══ Supplied data
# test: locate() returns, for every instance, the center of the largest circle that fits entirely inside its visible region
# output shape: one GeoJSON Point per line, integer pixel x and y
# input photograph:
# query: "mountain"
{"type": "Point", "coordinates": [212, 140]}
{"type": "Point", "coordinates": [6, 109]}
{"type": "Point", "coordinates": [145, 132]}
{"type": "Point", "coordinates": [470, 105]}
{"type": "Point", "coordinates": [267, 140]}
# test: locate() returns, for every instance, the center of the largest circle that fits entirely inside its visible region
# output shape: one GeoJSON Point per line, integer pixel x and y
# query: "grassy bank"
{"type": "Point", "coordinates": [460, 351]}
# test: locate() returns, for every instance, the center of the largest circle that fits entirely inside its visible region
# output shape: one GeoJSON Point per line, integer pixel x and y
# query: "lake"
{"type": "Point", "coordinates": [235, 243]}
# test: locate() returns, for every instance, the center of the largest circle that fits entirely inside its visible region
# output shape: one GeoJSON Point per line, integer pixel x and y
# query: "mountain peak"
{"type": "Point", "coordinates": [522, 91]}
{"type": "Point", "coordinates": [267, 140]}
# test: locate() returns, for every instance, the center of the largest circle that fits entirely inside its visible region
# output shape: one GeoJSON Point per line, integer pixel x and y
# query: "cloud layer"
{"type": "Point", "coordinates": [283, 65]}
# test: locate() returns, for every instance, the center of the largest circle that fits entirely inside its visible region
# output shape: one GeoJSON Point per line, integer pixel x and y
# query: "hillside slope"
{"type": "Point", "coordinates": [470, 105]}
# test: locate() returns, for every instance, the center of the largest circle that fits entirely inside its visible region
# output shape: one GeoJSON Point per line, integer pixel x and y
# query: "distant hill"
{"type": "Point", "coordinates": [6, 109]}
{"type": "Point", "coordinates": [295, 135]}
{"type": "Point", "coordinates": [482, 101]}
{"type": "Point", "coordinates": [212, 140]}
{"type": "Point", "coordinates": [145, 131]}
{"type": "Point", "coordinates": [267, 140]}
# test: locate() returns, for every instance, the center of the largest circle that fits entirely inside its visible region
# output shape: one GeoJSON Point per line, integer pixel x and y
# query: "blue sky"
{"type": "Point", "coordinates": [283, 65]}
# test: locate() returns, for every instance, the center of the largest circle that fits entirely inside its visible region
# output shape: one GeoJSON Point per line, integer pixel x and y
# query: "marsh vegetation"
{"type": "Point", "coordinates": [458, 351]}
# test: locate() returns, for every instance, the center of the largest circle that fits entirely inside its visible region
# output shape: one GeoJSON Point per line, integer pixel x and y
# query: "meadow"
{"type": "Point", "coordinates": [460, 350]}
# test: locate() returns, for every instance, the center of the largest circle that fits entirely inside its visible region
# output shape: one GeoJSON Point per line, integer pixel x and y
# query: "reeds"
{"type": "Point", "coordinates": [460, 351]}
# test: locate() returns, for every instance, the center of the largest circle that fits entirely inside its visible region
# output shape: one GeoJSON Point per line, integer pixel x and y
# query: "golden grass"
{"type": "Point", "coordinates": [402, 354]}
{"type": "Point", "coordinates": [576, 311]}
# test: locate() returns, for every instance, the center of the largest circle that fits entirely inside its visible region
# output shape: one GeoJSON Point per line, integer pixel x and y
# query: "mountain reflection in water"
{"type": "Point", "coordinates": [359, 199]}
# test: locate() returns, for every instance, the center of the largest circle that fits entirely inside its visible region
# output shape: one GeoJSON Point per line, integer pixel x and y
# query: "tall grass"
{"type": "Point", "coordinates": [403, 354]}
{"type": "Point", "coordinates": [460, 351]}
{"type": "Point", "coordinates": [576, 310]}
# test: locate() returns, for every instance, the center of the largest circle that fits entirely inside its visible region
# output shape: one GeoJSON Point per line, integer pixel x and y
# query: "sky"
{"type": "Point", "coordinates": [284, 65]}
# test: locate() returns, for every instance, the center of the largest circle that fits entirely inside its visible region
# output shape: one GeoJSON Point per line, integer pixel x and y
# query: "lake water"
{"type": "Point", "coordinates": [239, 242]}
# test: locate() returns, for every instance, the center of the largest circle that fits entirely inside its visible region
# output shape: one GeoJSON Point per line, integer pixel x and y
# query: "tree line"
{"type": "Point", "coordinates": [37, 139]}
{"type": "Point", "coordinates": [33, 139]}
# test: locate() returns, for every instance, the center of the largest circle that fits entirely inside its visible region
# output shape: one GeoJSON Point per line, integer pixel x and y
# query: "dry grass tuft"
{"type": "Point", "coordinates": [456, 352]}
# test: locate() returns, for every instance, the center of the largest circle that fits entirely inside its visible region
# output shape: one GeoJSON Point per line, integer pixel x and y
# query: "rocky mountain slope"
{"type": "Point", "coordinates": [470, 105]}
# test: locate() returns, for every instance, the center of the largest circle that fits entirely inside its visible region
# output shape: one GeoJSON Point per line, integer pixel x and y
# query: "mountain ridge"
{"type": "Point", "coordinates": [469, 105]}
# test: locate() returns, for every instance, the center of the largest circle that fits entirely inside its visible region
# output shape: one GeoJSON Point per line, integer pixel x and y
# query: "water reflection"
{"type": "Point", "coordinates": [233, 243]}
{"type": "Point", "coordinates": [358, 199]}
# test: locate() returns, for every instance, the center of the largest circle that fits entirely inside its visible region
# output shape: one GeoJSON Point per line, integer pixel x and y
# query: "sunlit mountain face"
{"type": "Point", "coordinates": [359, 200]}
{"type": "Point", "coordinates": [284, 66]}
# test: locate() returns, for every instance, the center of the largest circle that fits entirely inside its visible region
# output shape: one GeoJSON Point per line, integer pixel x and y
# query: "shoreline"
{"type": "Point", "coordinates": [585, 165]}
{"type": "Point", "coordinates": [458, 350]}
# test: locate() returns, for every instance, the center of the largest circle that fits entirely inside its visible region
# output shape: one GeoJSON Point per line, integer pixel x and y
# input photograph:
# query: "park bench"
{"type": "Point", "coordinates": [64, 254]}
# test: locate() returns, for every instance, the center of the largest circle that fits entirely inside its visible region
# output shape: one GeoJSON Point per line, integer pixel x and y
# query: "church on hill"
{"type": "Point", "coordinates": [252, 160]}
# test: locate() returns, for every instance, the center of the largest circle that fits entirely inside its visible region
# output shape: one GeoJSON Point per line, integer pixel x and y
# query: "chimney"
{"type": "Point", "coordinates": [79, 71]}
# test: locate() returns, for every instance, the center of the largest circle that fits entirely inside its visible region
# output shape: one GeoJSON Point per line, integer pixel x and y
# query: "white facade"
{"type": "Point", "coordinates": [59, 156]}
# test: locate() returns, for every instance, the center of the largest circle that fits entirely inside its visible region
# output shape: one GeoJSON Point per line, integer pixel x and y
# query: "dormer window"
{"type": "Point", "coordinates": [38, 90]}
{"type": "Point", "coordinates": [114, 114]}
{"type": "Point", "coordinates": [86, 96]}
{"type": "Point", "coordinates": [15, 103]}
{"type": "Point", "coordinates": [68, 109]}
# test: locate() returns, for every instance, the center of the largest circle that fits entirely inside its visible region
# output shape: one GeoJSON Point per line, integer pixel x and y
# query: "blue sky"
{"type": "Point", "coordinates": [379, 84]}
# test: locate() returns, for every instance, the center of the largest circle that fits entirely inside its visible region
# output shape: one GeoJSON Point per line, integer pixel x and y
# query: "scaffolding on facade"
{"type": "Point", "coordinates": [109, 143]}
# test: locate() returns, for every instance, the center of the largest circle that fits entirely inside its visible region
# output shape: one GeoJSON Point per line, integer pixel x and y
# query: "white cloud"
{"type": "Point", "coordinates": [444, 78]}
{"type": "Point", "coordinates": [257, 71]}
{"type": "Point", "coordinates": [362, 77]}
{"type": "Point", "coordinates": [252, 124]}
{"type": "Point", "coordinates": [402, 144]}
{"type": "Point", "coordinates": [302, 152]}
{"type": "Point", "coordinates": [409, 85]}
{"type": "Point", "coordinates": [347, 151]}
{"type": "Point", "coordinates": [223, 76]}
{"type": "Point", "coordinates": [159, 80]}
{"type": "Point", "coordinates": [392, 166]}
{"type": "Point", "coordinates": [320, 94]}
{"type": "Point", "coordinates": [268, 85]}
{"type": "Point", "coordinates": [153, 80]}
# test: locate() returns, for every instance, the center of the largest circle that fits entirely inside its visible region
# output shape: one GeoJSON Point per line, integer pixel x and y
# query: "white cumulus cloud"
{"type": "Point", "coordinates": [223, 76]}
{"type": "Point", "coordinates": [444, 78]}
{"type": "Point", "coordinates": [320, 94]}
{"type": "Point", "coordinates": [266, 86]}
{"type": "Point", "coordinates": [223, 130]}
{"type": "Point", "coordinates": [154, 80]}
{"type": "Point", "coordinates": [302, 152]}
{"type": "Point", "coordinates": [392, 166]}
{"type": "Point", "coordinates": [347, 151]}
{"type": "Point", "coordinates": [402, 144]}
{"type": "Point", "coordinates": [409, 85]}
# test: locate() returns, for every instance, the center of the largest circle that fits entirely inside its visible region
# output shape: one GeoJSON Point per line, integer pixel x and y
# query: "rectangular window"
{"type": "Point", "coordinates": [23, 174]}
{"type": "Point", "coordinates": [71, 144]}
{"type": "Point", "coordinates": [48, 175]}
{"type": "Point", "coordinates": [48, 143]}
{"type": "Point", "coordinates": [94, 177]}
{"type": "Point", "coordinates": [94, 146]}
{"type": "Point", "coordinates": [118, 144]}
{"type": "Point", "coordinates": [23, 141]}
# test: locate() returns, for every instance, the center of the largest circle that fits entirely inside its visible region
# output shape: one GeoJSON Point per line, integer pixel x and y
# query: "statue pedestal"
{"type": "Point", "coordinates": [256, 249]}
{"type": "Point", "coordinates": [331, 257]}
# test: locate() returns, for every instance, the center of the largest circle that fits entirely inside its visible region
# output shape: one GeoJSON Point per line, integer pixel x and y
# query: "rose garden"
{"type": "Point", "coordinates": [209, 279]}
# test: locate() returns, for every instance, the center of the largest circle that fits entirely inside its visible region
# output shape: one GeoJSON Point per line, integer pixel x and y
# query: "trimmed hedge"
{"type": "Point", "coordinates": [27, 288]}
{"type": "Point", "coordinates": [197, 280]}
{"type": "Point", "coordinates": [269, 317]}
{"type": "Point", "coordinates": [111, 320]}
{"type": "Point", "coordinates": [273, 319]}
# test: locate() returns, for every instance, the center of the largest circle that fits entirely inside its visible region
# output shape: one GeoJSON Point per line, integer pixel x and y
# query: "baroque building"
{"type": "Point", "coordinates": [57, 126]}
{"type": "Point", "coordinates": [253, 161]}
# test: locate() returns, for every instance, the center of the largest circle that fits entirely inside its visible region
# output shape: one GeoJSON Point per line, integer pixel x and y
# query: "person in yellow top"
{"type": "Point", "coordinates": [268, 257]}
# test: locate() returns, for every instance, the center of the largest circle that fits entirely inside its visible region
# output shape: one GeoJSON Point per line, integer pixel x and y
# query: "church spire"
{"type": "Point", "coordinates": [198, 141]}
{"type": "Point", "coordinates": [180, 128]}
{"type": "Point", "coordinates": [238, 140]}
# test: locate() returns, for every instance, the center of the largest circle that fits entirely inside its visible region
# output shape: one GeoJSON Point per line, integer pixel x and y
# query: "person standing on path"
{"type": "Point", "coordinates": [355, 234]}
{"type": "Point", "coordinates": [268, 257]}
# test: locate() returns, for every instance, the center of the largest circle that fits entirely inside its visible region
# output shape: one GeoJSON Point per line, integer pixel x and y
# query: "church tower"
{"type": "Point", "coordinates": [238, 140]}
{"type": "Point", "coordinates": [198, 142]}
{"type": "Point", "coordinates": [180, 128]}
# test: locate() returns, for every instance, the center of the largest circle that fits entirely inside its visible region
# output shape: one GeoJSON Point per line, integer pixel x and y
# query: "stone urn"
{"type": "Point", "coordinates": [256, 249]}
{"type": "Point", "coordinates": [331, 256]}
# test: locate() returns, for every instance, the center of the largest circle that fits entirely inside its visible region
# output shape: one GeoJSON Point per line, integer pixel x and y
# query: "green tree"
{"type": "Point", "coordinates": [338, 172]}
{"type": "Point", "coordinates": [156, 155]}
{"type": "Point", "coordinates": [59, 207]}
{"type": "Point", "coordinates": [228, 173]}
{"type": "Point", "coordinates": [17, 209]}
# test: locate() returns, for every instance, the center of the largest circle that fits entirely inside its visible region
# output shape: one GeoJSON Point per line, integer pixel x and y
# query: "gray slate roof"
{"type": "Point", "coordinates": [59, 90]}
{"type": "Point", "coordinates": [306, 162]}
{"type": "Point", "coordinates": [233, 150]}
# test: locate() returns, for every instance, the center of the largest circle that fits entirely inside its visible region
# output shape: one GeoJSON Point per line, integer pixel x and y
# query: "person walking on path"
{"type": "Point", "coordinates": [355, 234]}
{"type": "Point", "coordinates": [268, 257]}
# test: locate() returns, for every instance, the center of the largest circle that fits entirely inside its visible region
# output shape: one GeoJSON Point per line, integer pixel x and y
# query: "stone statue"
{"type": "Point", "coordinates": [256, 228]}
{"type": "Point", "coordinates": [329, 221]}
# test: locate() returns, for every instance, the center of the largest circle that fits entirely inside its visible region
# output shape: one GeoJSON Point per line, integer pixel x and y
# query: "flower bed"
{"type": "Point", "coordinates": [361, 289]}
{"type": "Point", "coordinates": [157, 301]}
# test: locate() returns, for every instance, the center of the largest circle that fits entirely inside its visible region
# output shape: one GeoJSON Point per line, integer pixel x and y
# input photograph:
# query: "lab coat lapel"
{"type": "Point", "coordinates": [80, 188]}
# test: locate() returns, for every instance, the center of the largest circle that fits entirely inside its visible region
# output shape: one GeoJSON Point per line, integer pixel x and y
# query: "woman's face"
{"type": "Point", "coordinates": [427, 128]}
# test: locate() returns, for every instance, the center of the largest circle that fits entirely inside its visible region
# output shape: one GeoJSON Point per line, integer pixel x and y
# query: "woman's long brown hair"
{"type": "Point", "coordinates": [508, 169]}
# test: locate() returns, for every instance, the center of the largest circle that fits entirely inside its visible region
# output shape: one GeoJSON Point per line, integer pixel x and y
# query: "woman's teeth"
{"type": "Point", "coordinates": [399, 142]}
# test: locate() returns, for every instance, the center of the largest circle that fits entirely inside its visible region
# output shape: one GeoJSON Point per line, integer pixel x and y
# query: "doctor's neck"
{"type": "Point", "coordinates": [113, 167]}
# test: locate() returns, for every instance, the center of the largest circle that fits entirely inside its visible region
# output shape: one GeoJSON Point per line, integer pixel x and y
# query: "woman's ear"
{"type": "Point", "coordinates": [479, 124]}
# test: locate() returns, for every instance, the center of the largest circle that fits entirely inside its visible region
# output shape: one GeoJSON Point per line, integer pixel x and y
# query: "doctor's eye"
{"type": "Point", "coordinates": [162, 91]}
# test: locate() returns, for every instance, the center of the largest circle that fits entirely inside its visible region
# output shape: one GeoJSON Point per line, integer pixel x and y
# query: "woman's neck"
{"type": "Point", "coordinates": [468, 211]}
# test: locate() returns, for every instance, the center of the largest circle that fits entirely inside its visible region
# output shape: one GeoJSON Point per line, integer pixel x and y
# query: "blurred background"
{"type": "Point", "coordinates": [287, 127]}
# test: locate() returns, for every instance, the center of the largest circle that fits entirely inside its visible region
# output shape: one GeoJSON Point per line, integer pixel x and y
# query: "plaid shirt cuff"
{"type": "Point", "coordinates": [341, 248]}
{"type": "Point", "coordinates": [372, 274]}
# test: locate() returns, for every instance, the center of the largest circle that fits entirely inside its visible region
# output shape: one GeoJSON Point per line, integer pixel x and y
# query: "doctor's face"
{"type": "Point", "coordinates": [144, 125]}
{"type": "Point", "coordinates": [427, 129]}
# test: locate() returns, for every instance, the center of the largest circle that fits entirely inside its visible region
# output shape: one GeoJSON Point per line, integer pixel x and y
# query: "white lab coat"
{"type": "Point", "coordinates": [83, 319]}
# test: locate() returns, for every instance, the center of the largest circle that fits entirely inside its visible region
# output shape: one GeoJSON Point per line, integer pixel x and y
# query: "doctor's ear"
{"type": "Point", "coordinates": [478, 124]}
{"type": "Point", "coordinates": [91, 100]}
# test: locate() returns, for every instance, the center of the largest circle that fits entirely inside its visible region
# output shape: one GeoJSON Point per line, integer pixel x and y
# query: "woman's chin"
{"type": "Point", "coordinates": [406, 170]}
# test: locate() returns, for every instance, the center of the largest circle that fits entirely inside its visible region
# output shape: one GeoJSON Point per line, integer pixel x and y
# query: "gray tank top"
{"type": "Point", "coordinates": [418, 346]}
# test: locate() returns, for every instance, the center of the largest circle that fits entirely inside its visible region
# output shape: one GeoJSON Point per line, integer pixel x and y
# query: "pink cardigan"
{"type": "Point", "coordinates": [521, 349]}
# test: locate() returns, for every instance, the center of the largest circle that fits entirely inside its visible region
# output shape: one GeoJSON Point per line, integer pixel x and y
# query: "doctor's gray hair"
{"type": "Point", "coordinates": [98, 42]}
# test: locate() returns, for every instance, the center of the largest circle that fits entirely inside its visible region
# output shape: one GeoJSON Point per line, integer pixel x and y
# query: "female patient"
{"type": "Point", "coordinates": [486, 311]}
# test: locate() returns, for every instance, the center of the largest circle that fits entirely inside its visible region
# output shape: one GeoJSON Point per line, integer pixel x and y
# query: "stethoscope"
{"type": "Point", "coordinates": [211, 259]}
════
**The problem:**
Locate each line in the entries above that contains the string "church" and copy every such line in full. Treat the match as case-sensitive.

**Result of the task:**
# query: "church on hill"
# query: "church spire"
# query: "church tower"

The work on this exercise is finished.